EXERCISE DETAILS
Retype every entry in its entirety, without alteration.

Shape annotation entries
+ + +
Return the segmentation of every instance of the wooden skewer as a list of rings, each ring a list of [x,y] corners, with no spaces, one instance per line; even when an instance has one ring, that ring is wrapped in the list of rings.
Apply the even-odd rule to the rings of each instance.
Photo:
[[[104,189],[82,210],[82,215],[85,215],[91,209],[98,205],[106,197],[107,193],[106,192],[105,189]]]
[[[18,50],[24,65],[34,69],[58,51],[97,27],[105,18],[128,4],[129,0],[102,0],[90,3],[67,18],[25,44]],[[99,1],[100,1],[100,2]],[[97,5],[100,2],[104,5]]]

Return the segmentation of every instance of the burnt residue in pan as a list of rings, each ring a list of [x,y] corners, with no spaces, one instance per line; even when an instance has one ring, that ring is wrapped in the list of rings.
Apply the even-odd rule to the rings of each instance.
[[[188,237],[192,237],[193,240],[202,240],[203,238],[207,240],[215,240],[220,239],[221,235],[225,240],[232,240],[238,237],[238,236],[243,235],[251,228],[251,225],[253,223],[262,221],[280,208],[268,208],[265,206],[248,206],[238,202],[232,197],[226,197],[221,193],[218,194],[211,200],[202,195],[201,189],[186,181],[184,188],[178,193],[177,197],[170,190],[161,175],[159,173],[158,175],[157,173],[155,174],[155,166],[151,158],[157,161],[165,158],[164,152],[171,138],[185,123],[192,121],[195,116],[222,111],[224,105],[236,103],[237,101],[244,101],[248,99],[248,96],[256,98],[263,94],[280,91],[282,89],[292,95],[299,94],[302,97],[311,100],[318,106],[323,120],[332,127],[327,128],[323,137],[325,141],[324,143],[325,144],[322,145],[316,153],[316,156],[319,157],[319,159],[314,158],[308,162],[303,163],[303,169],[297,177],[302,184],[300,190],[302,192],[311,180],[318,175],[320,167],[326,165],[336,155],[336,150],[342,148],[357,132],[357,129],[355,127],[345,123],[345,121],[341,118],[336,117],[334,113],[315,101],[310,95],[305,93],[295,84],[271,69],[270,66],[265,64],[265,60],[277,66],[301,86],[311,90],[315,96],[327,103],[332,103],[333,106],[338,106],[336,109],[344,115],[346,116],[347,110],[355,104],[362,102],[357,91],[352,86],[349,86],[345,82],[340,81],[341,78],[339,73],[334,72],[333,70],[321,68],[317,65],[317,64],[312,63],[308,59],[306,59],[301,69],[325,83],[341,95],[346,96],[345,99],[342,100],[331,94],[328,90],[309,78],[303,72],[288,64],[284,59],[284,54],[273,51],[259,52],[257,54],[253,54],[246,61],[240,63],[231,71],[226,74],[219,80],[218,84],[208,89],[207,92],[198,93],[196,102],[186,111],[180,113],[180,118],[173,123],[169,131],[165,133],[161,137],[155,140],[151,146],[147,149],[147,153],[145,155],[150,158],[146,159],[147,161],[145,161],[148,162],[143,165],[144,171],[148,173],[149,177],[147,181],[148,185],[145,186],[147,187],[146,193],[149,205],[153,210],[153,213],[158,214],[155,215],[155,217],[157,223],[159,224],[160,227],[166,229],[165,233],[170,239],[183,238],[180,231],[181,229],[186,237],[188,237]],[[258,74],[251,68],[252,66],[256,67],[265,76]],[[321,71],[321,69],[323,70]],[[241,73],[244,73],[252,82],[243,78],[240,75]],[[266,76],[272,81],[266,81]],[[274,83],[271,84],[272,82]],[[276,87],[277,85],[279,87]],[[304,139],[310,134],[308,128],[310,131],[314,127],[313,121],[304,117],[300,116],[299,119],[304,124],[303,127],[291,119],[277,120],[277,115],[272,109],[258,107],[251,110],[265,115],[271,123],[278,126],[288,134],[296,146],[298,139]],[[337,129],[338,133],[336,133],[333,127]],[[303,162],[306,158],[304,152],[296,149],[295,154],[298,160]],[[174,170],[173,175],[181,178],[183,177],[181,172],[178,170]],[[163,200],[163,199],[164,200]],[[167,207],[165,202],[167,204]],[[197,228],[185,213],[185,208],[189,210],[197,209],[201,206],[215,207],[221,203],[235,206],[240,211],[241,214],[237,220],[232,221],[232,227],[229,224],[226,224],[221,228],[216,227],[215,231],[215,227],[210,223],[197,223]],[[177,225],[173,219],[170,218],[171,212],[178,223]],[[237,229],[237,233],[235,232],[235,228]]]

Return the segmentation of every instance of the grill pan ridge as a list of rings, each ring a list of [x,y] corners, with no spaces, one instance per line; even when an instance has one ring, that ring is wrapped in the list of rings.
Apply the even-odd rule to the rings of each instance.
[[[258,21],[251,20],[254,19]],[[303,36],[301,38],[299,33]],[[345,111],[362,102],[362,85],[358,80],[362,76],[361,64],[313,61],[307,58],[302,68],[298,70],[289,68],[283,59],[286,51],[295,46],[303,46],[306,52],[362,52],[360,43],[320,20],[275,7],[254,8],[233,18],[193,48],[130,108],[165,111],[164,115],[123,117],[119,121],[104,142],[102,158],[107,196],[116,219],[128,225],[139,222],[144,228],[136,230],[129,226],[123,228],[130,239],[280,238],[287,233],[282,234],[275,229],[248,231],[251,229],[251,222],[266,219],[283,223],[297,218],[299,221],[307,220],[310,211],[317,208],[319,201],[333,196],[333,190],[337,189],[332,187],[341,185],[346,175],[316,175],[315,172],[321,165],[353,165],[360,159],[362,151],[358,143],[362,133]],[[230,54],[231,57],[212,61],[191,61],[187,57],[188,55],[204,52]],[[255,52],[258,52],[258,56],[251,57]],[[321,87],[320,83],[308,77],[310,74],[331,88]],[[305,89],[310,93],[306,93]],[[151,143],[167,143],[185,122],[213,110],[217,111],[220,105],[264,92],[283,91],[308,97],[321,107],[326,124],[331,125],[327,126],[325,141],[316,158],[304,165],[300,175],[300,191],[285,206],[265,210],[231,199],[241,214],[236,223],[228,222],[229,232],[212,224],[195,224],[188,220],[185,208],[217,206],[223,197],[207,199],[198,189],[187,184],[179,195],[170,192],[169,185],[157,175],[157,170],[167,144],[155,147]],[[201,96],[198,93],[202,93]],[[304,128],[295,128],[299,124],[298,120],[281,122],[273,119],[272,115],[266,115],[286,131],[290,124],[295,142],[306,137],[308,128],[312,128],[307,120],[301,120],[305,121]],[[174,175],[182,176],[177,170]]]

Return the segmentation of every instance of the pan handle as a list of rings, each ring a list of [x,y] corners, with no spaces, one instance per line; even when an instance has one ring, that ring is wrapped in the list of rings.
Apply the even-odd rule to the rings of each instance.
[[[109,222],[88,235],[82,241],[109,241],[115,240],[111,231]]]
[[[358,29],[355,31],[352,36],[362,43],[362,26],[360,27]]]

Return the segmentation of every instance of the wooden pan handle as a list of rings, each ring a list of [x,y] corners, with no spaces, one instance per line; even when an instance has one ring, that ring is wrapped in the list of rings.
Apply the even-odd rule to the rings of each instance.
+ + +
CORRECT OUTPUT
Return the segmentation of every instance of the wooden skewer as a list of rings, each ring a list of [x,y] corners, with no spaces, one instance per line; even when an instance has one ring, that ring is wrapped in the list of rings.
Apply the even-odd rule to the rings of each instance.
Photo:
[[[104,189],[82,210],[82,215],[85,215],[91,209],[98,205],[106,197],[107,193],[106,192],[105,189]]]
[[[18,50],[24,65],[34,69],[58,51],[97,27],[105,18],[128,4],[129,0],[102,0],[90,3],[67,18],[25,44]],[[99,1],[100,1],[100,2]],[[97,5],[100,2],[104,5]]]

Return the segmentation of every instance of the burnt residue in pan as a list of rings, each ring a list of [x,y] corners, with no spaces, one instance per line; even when an instance has one ring, that ring is wrapped in the list of rings.
Apply the even-odd rule to the rings of each instance.
[[[188,237],[192,237],[193,240],[202,240],[203,238],[207,240],[215,240],[220,239],[221,235],[225,240],[232,240],[238,237],[238,236],[243,235],[251,228],[251,225],[253,223],[262,221],[280,208],[268,208],[265,206],[248,206],[238,202],[232,197],[226,197],[221,193],[218,194],[211,200],[202,195],[201,189],[186,181],[184,188],[178,193],[177,197],[170,190],[161,175],[159,173],[158,175],[157,173],[155,174],[155,166],[151,158],[157,161],[165,158],[164,152],[171,138],[185,123],[192,121],[195,116],[222,111],[224,105],[236,103],[237,101],[244,101],[248,99],[248,96],[256,98],[263,94],[280,91],[282,89],[292,95],[299,94],[302,97],[311,100],[318,106],[323,120],[332,127],[327,128],[323,137],[325,141],[324,143],[325,144],[322,145],[316,153],[316,156],[319,157],[319,159],[314,158],[308,162],[303,163],[303,169],[297,177],[302,184],[300,190],[302,192],[311,180],[318,175],[320,167],[326,165],[336,155],[336,150],[342,148],[357,132],[357,129],[355,127],[345,123],[345,121],[341,118],[336,117],[334,113],[315,101],[310,95],[305,93],[295,84],[271,69],[270,66],[265,64],[265,60],[277,66],[301,86],[311,90],[315,96],[327,103],[332,103],[333,106],[338,106],[336,109],[344,115],[346,116],[347,110],[355,104],[362,102],[357,91],[352,86],[349,86],[345,82],[340,81],[341,78],[339,73],[334,72],[333,70],[321,68],[317,65],[317,64],[312,63],[308,59],[306,59],[301,69],[325,83],[341,95],[346,96],[345,99],[342,100],[331,94],[328,90],[309,78],[303,72],[288,64],[284,59],[284,54],[273,51],[259,52],[257,54],[253,54],[246,61],[240,63],[231,71],[226,74],[219,80],[218,84],[208,89],[207,92],[198,93],[196,102],[186,111],[180,113],[180,118],[173,123],[169,131],[165,133],[161,137],[155,140],[151,146],[147,149],[147,153],[145,155],[150,158],[146,159],[147,161],[145,161],[148,162],[143,165],[144,171],[148,173],[149,177],[147,181],[148,185],[145,186],[147,187],[146,193],[149,205],[153,210],[153,213],[158,214],[155,215],[155,217],[157,223],[159,224],[160,227],[166,229],[165,233],[170,239],[183,238],[180,231],[181,229],[186,237],[188,237]],[[258,74],[251,68],[252,66],[256,67],[265,76]],[[321,71],[321,69],[323,70]],[[241,73],[244,73],[252,82],[243,78],[240,75]],[[266,76],[272,81],[266,81]],[[274,83],[271,84],[272,82]],[[276,87],[277,85],[279,87]],[[304,139],[310,134],[308,128],[310,131],[314,127],[313,121],[304,117],[300,116],[299,119],[304,124],[303,127],[291,119],[277,120],[277,115],[272,109],[258,107],[251,110],[265,115],[271,123],[278,126],[288,134],[296,146],[298,139]],[[337,129],[338,133],[336,133],[333,127]],[[303,162],[306,158],[304,152],[296,149],[295,154],[298,160]],[[174,170],[173,175],[181,178],[183,177],[181,172],[178,170]],[[163,200],[163,199],[164,200]],[[167,207],[165,202],[167,204]],[[197,228],[185,213],[185,208],[189,210],[197,209],[201,206],[215,207],[221,203],[235,206],[240,211],[241,214],[237,220],[232,221],[232,227],[229,224],[226,224],[221,228],[216,227],[215,231],[215,227],[210,223],[197,223]],[[177,225],[173,219],[170,218],[171,212],[178,223]],[[237,229],[237,233],[235,232],[235,228]]]

Return the segmentation of every instance of the grill pan ridge as a list of rings, each ring a list of [x,y] corners, with no spaces, one instance per line; even when an instance has one ring, that ring is wrapped in the list of rings.
Apply the even-odd rule to the rings of each instance.
[[[258,21],[251,20],[254,19]],[[303,36],[301,38],[299,33]],[[345,111],[362,102],[362,85],[358,80],[362,76],[361,64],[313,61],[307,58],[302,68],[298,70],[289,68],[283,59],[286,51],[295,46],[303,46],[306,52],[362,52],[360,43],[320,20],[275,7],[254,8],[233,18],[193,48],[130,108],[165,111],[164,115],[123,117],[119,121],[104,142],[102,158],[107,196],[116,219],[128,225],[139,222],[144,228],[136,230],[129,226],[123,228],[130,239],[280,238],[287,233],[282,234],[275,229],[248,231],[251,229],[251,222],[266,219],[283,223],[297,218],[299,221],[307,220],[310,211],[317,208],[319,201],[333,196],[333,190],[337,189],[332,187],[341,185],[346,175],[316,175],[315,172],[321,165],[353,165],[360,159],[362,151],[358,143],[362,133]],[[230,54],[231,57],[212,61],[191,61],[187,57],[188,55],[204,52]],[[255,52],[258,52],[258,56],[251,57]],[[321,87],[320,83],[308,77],[310,74],[331,88]],[[305,89],[310,93],[306,93]],[[151,143],[167,143],[185,122],[213,110],[217,111],[220,105],[264,92],[283,91],[308,97],[321,107],[326,124],[331,125],[327,126],[325,141],[316,158],[304,165],[300,175],[300,191],[285,206],[265,210],[231,199],[241,214],[236,223],[228,222],[229,232],[212,224],[195,224],[188,220],[185,208],[217,206],[223,197],[207,199],[198,189],[187,184],[179,195],[170,192],[169,185],[157,175],[157,170],[167,144],[155,147]],[[201,96],[198,93],[202,93]],[[304,128],[295,128],[299,124],[298,120],[281,122],[273,119],[272,115],[266,115],[286,131],[290,124],[295,142],[306,137],[308,128],[312,128],[307,120],[301,120],[305,121]],[[174,175],[182,176],[177,170]]]

Return the segmentation of every instance of the pan handle as a list of rings, each ring a list of [x,y] corners, with no spaces, one instance per line; even when an instance has one ring, that ring is wrapped in the list of rings.
Apply the even-odd rule to the rings of each instance.
[[[109,222],[88,235],[82,241],[109,241],[115,240],[111,231]]]
[[[358,29],[355,31],[352,36],[362,43],[362,26],[360,27]]]

Return the segmentation of every instance of the wooden pan handle as a list of rings, each ring a list of [x,y] corners, with no spaces, one instance per line; even when an instance has one ring, that ring is wrapped in the list of rings.
Apply the even-odd rule to the rings of each instance.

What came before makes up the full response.